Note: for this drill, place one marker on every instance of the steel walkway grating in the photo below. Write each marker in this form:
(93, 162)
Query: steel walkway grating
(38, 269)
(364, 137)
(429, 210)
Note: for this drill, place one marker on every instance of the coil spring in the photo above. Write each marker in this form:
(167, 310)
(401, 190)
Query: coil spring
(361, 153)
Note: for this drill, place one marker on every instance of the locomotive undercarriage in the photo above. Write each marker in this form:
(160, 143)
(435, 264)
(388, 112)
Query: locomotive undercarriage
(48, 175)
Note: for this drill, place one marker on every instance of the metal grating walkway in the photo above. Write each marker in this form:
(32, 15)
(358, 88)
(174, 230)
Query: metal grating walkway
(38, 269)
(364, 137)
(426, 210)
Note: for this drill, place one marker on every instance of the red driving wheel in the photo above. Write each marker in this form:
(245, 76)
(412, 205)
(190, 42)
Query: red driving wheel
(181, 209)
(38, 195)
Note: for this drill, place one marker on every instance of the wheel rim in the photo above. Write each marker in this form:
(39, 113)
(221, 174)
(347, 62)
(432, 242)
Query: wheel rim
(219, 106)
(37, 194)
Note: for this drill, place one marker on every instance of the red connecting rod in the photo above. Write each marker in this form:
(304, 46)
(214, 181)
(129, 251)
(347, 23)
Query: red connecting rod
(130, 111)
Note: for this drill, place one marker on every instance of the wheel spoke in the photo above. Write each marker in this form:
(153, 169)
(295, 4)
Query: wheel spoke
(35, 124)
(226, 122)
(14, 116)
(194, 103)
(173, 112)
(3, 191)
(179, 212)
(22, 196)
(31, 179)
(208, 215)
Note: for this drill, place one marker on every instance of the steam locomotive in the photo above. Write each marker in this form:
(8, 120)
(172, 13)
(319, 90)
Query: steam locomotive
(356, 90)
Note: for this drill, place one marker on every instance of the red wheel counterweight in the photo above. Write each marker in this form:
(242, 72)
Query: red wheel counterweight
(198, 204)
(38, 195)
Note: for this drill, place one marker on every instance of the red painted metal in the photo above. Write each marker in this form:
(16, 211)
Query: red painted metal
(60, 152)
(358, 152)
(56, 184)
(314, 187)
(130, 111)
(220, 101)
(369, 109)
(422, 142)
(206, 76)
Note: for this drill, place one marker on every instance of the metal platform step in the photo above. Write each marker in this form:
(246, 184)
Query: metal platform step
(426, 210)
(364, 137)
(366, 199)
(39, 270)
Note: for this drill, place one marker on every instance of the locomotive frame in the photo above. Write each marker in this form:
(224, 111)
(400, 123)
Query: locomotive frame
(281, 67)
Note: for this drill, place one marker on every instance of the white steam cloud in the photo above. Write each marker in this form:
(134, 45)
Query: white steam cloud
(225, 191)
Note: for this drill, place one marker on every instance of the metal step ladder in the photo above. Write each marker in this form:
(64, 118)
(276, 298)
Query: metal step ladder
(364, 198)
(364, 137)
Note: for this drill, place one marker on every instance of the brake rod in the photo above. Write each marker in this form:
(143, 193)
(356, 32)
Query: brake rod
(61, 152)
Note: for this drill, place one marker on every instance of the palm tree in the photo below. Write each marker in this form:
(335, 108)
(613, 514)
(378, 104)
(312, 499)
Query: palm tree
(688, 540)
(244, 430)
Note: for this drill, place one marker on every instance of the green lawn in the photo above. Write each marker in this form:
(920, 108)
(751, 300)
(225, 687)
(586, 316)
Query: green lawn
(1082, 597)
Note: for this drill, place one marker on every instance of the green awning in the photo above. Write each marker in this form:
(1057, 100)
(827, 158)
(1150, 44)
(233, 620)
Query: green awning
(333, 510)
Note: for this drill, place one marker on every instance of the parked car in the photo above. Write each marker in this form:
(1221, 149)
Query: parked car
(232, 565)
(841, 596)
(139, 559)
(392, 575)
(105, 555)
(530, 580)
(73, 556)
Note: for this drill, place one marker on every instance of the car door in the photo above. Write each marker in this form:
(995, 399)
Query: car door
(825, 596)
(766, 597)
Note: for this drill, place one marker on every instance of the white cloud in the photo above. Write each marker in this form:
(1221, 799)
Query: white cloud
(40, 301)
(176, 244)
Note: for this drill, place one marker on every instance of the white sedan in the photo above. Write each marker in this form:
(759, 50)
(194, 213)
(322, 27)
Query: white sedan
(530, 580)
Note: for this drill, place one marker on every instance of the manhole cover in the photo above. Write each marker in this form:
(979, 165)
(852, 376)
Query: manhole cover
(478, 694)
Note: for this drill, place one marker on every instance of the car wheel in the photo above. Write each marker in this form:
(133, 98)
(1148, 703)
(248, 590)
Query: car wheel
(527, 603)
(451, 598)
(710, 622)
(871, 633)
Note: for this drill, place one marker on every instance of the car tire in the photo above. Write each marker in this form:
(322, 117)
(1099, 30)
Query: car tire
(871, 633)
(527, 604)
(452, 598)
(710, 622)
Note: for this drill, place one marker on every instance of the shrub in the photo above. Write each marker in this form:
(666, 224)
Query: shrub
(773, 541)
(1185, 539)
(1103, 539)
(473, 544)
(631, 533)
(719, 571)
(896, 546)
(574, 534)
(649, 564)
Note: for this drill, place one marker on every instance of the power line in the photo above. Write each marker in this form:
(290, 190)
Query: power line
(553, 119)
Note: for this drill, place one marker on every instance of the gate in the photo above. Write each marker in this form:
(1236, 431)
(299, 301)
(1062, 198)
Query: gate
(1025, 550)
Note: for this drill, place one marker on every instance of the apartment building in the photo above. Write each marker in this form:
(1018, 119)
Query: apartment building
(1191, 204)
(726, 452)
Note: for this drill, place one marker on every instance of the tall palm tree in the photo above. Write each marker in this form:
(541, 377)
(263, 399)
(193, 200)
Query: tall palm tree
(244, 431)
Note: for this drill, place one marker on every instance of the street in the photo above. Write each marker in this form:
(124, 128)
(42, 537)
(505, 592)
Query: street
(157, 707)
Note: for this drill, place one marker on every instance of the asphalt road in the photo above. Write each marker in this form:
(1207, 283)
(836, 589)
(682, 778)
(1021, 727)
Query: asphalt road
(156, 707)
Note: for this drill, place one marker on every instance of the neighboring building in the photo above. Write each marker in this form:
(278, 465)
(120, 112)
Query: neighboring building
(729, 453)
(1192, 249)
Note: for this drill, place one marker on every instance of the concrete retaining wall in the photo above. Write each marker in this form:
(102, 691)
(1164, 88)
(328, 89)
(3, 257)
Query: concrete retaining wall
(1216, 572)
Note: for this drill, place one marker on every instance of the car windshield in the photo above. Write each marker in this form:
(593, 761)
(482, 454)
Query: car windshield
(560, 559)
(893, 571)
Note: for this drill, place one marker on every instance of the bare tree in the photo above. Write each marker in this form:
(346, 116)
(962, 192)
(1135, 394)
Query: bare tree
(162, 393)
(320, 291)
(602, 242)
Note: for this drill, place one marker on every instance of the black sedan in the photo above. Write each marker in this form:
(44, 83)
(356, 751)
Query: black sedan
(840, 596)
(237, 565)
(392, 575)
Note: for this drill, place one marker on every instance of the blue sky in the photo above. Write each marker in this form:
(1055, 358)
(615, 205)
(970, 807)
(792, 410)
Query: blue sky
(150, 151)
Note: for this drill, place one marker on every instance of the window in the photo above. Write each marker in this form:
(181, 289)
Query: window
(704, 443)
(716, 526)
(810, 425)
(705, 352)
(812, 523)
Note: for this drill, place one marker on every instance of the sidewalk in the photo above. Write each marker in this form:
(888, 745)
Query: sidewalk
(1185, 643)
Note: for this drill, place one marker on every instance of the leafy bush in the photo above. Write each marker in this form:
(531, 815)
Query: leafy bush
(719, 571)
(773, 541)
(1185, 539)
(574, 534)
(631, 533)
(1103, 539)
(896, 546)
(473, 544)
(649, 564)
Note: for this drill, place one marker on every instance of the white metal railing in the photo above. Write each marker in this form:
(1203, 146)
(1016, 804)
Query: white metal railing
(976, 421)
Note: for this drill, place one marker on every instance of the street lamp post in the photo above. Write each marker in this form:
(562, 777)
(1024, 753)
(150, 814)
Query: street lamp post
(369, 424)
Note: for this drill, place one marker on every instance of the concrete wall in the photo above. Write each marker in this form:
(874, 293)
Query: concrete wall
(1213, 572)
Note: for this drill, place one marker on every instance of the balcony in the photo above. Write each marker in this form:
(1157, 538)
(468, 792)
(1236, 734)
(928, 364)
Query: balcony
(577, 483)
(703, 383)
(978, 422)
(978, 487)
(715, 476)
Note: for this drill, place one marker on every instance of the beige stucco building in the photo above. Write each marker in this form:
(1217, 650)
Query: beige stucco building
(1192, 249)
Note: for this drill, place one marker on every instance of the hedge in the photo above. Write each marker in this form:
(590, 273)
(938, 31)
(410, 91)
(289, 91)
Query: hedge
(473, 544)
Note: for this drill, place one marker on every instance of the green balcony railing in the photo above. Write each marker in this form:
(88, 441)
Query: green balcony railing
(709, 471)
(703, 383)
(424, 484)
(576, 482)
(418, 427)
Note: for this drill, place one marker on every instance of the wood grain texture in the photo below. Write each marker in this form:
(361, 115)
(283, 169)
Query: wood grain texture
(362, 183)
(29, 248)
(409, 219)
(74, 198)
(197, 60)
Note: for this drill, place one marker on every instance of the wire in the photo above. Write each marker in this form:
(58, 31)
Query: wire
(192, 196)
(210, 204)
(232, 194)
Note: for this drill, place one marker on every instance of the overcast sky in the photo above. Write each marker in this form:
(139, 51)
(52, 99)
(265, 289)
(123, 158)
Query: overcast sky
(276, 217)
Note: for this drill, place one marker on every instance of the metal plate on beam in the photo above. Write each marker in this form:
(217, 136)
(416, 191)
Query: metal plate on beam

====

Problem statement:
Return verbatim every line of the records, from the line containing "of the wire" down to the final line of the records, including both of those lines.

Exercise response:
Note: for this drill, place one marker on every instance of the wire in the photo above. Write each marker in this form:
(58, 31)
Query: wire
(192, 196)
(210, 204)
(232, 194)
Note: for this drill, place one marker on every instance of the overcast sky in the photo above. Write each marker in this form:
(139, 51)
(52, 99)
(265, 289)
(123, 158)
Query: overcast sky
(276, 217)
Note: for this drill, place one marker on every instance of the metal plate on beam in the photo above. Write each marker in this form:
(217, 136)
(416, 191)
Query: metal plate on beam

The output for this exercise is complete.